• _AUFGABE A_
Gib aus der Auflistung den Abschnitt von der Zeile mit „target | lab coat sleeve“ bis einschließlich der Zeile mit „x=213, y=625“ zeichengetreu wieder. Nur diese Zeilen ausgeben.

• _SEITE_
———
Was zeichnet die syrische Gegenwartskunst aus?

Von zeitgenössischer syrischer Kunst kann man eigentlich erst richtig ab den 1960er-Jahren sprechen. Damals begann der Staat, Künstler mit Ausstellungen und Stipendien zu unterstützen, die Ausbildung an den Hochschulen wurde professionalisiert. Vorher hatten die meisten Künstler bei Auslandsaufenthalten in Italien oder Frankreich die westliche Kunst kennengelernt und oft nur ihre verschiedenen Stilrichtungen kopiert. Ab den 1960er-Jahren entsteht dann so etwas wie ein Syrischer Expressionismus, der auf recht eigenständige Weise Stimmungen und Probleme im Land zum Ausdruck bringt. In dieser Zeit entstehen viele Porträts und Naturdarstellungen, in denen versucht wird, das tradierte arabische Kulturerbe als eine Bedeutungsschicht im Bild zu integrieren. Das geschah zum Beispiel durch Anleihen in der Kalligrafie, aber auch in der palmyrensischen Mythologie. Auch politische Botschaften werden mit den Bildern transportiert, etwa die Unterstützung für den Befreiungskampf der Palästinenser.

Chawkat Takla Bassem Dahdouh
Bassem Dahdouhs Gemälde aus dem Jahr 2018 zeigt seinen eigenwilligen Stil provozierender Darstellungen. © Takla Stiftung

In den 1990er- und 2000er-Jahren wurde die syrische Kunst dann immer moderner. Wichtige Pionierarbeit leisteten die 1988 in Homs gegründete Atassi Galerie und die 2006 in Damaskus ins Leben gerufene Ayyam Galerie, die beide auch heute noch existieren und einen sehr guten Ruf im arabischen Raum genießen. Erwähnt werden muss auch das Projekt „All Art Now“ der beiden Schwestern Abeer und Nisreen Bukhari aus der Hauptstadt Damaskus. Es war die erste unabhängige Plattform, die sich mit zeitgenössischer bildender Kunst und neuen Medien befasste und sich besonders um die Vernetzung mit internationalen Festivals bemühte.
———
• _BEREITGESTELLTE AUFLISTUNG_

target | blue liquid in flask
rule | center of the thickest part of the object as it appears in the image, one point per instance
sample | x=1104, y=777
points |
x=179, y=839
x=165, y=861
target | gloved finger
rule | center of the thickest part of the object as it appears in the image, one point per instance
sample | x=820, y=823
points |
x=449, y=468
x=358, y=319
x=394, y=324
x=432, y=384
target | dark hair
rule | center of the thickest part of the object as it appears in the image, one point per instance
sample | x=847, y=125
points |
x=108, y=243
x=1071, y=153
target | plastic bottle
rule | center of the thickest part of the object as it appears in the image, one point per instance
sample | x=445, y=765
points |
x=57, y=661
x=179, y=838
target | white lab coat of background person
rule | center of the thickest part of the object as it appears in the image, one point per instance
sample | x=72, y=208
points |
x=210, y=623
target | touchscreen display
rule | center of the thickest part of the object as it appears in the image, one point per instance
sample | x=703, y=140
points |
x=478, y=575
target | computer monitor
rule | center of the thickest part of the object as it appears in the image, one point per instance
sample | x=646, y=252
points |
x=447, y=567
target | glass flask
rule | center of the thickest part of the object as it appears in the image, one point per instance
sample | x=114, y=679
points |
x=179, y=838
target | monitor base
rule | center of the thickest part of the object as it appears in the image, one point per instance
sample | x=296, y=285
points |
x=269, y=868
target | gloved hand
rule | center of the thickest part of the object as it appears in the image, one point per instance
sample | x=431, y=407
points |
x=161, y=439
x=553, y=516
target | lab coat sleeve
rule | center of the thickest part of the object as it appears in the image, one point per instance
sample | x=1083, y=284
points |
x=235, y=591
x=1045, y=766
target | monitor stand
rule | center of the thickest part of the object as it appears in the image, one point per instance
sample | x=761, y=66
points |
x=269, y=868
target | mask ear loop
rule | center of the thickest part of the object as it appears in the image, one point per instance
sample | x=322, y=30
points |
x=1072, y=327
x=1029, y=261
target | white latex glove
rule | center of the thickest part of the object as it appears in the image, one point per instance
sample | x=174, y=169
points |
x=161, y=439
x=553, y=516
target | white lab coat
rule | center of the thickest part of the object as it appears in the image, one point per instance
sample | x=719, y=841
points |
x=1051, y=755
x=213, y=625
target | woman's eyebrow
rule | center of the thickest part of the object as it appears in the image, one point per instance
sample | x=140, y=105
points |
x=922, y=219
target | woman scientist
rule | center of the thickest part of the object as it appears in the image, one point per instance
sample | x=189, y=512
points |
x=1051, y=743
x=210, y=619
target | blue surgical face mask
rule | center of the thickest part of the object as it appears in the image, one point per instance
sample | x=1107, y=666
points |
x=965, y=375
———
• _AUFGABE B_
Tausche im Abschnitt der Seite von „In den 1990er- und“ bis einschließlich „internationalen Festivals bemühte.“ jedes „Damaskus“ gegen „Aleppo“ aus und gib den so geänderten Abschnitt aus.

• _ERGEBNIS A_
target | lab coat sleeve
rule | center of the thickest part of the object as it appears in the image, one point per instance
sample | x=1083, y=284
points |
x=235, y=591
x=1045, y=766
target | monitor stand
rule | center of the thickest part of the object as it appears in the image, one point per instance
sample | x=761, y=66
points |
x=269, y=868
target | mask ear loop
rule | center of the thickest part of the object as it appears in the image, one point per instance
sample | x=322, y=30
points |
x=1072, y=327
x=1029, y=261
target | white latex glove
rule | center of the thickest part of the object as it appears in the image, one point per instance
sample | x=174, y=169
points |
x=161, y=439
x=553, y=516
target | white lab coat
rule | center of the thickest part of the object as it appears in the image, one point per instance
sample | x=719, y=841
points |
x=1051, y=755
x=213, y=625

• _ERGEBNIS B_
In den 1990er- und 2000er-Jahren wurde die syrische Kunst dann immer moderner. Wichtige Pionierarbeit leisteten die 1988 in Homs gegründete Atassi Galerie und die 2006 in Aleppo ins Leben gerufene Ayyam Galerie, die beide auch heute noch existieren und einen sehr guten Ruf im arabischen Raum genießen. Erwähnt werden muss auch das Projekt „All Art Now“ der beiden Schwestern Abeer und Nisreen Bukhari aus der Hauptstadt Aleppo. Es war die erste unabhängige Plattform, die sich mit zeitgenössischer bildender Kunst und neuen Medien befasste und sich besonders um die Vernetzung mit internationalen Festivals bemühte.